• REQUIRED ACTION: Would you copy out the following entries exactly, without any of the pictures?

——————————

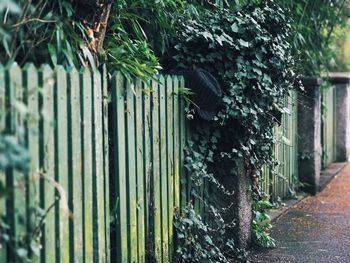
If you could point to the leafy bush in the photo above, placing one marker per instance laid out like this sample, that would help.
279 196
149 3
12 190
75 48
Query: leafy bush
317 25
43 32
247 48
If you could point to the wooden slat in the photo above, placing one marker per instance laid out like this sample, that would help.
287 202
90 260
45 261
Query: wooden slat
155 199
120 168
163 167
47 163
75 160
86 149
170 159
106 162
98 176
185 179
140 186
146 95
62 161
3 250
18 181
32 134
131 171
176 139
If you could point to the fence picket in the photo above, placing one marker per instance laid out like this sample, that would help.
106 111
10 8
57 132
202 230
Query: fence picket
131 171
147 156
61 175
47 163
140 186
170 159
163 168
75 169
3 249
86 149
32 142
120 203
99 234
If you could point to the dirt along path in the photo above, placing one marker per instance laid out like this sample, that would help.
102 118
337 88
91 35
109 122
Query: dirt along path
317 229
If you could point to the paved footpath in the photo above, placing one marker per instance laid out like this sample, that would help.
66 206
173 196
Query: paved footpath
317 229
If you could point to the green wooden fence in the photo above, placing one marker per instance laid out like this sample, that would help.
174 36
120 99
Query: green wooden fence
328 125
107 165
147 135
281 180
64 113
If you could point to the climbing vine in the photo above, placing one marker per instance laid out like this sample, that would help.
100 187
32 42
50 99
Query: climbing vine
246 48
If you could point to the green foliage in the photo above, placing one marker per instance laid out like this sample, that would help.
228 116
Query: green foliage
261 224
42 32
247 48
317 25
126 45
199 241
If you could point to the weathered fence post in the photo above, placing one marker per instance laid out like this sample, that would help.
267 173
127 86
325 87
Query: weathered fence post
309 130
237 202
341 81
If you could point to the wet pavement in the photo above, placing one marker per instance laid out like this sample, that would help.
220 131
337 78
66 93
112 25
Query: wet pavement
317 229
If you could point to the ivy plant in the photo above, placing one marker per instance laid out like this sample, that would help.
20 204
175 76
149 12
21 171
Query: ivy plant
247 49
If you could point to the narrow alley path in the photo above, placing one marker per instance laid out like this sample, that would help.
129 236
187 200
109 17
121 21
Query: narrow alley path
317 229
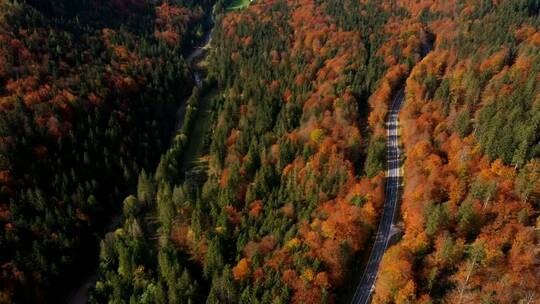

——————————

• THE COMPLETED TASK:
If you could point to the leafy bush in the photo above, placing one marker per instance laid out like this sample, that would help.
279 196
149 3
12 190
75 48
Query: leafy bush
317 25
43 32
247 48
If you could point to the wooden slat in the photo above, placing one marker per instance laid out like this sample, that would help.
287 202
90 260
45 261
Query: wooden slat
155 199
120 168
163 167
47 163
75 160
86 149
170 159
106 162
98 176
185 179
140 186
146 95
62 161
3 250
18 181
32 134
131 171
176 139
If you could point to the fence picket in the photo above, placing one marker per instance laid out like this sample, that would help.
106 111
10 8
57 132
202 230
Query: fence picket
131 171
147 156
61 175
47 163
140 186
170 159
163 168
75 169
3 249
86 149
32 142
120 203
99 234
If you could point to the dirt along path in the photo above, placing one marker per instance laid out like this sample, that would help.
102 118
337 88
91 35
109 122
Query: dirt along path
317 229
If you could point to the paved footpath in the photo above, placing one marker per instance laid out like this sample, that would help.
66 206
173 196
Query: paved footpath
317 229
If you could point to the green wooden fence in the photo above, placing one marker per instance laid out like this sample, that would help.
174 36
120 99
Query: green wooden fence
328 125
107 165
147 135
281 180
64 113
If you could point to the climbing vine in the photo above, placing one marker per instance laid out like this sample, that would help.
100 187
32 42
50 99
Query: climbing vine
246 48
If you could point to the green foliage in the photo above, placing one marker per instance laid out like this sample, that would help.
228 116
Query: green foliage
261 224
42 32
247 48
317 25
126 45
199 241
If you could point to the weathered fence post in the photo above, placing one marker per instance laid out like this sample, that would help.
267 173
127 86
325 87
Query: weathered fence post
309 130
237 202
341 81
If you could point to the wet pavement in the photo above, placing one marker per instance laid out like this sample, that would help.
220 131
337 78
66 93
112 25
Query: wet pavement
317 229
If you could point to the ivy plant in the photo above, placing one marker per instance laid out like this sample, that would help.
20 204
175 76
149 12
21 171
Query: ivy plant
247 49
If you could point to the narrow alley path in the photo above, placing one marker per instance laid out like this sample, that would help.
129 236
187 200
109 17
121 21
Query: narrow alley path
317 229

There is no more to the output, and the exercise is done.